__Work instructions__:
Report every line of the material below that contains the word "blue", matching case exactly.

>>

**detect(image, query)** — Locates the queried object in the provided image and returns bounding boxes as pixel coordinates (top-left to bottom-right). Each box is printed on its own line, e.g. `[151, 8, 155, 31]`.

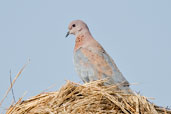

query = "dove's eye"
[72, 24, 75, 27]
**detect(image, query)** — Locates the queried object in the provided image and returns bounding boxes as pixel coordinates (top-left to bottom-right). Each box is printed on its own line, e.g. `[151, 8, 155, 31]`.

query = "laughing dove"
[66, 20, 130, 91]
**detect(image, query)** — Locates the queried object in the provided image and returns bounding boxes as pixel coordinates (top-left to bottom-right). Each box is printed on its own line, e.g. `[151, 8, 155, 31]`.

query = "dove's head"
[66, 20, 90, 37]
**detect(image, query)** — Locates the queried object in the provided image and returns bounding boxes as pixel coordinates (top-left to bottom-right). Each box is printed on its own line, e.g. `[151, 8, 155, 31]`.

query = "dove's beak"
[65, 31, 70, 37]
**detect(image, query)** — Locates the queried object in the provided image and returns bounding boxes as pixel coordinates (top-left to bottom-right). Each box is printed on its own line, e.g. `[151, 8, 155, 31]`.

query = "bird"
[66, 20, 130, 93]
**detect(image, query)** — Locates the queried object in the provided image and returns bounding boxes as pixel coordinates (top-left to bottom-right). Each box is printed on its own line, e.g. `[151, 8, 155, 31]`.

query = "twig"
[10, 70, 16, 103]
[0, 60, 30, 106]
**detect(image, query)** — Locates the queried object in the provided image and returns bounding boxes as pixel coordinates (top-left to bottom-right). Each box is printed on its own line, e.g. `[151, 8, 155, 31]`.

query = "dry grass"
[6, 80, 171, 114]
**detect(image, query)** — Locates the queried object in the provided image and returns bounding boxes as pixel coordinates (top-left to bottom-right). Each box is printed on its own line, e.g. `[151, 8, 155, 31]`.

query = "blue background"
[0, 0, 171, 111]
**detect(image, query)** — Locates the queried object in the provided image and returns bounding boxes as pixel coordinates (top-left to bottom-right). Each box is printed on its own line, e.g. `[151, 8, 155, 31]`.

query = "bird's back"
[74, 38, 129, 89]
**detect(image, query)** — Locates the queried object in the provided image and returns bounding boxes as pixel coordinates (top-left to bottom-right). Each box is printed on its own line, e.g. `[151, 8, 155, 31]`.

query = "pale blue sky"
[0, 0, 171, 110]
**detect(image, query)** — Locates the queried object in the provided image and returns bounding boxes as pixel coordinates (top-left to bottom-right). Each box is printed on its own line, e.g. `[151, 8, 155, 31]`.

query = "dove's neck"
[74, 32, 94, 52]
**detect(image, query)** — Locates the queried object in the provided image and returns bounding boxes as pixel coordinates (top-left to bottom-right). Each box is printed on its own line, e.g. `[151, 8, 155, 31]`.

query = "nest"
[6, 81, 171, 114]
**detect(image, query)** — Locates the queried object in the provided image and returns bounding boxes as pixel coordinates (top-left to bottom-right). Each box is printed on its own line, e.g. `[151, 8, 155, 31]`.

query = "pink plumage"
[66, 20, 130, 91]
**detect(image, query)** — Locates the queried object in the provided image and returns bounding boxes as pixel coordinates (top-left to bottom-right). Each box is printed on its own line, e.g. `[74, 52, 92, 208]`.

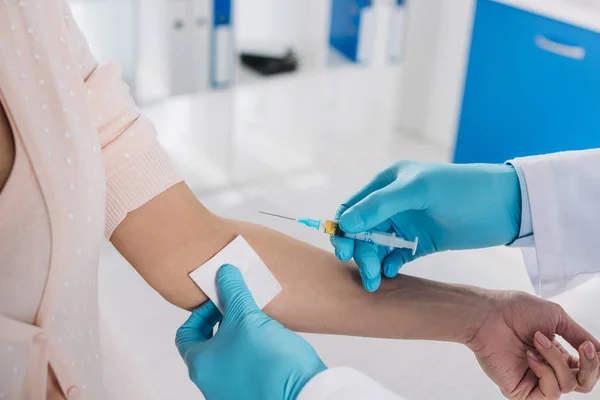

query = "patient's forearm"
[111, 185, 488, 341]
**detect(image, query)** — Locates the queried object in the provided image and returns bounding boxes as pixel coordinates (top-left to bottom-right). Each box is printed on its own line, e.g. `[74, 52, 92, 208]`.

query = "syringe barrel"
[344, 232, 418, 254]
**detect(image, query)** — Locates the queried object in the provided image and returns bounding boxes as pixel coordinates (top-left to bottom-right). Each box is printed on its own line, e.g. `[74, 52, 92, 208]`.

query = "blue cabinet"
[454, 0, 600, 163]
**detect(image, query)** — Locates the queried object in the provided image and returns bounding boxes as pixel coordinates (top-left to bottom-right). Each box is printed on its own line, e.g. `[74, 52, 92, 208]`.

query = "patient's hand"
[467, 292, 600, 400]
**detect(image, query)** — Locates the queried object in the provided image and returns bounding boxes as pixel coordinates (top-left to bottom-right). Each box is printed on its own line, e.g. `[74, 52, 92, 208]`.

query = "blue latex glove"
[175, 265, 327, 400]
[332, 161, 521, 292]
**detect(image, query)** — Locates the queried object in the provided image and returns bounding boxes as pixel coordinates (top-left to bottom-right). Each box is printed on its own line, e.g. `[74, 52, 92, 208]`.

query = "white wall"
[398, 0, 475, 150]
[234, 0, 330, 68]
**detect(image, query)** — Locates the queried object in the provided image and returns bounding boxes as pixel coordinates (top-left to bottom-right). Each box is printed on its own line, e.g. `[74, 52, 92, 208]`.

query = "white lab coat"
[298, 149, 600, 400]
[511, 149, 600, 297]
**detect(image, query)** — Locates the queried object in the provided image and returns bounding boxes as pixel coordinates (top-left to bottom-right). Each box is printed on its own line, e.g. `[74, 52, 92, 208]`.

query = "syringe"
[259, 211, 419, 255]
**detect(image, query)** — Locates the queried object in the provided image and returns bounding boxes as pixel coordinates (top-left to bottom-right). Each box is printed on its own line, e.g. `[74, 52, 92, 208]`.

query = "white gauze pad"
[189, 236, 282, 313]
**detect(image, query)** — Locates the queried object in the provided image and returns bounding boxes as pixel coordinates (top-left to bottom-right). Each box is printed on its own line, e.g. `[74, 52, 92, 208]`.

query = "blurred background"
[70, 0, 600, 399]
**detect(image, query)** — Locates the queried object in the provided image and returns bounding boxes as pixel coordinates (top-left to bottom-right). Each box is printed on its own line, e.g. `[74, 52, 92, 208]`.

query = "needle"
[259, 211, 296, 221]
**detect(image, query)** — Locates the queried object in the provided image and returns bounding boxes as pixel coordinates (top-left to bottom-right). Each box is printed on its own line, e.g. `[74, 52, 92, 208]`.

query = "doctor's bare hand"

<<

__The solution__:
query = "blue background"
query = "pale blue sky"
query = "blue cabinet"
query = "blue latex glove"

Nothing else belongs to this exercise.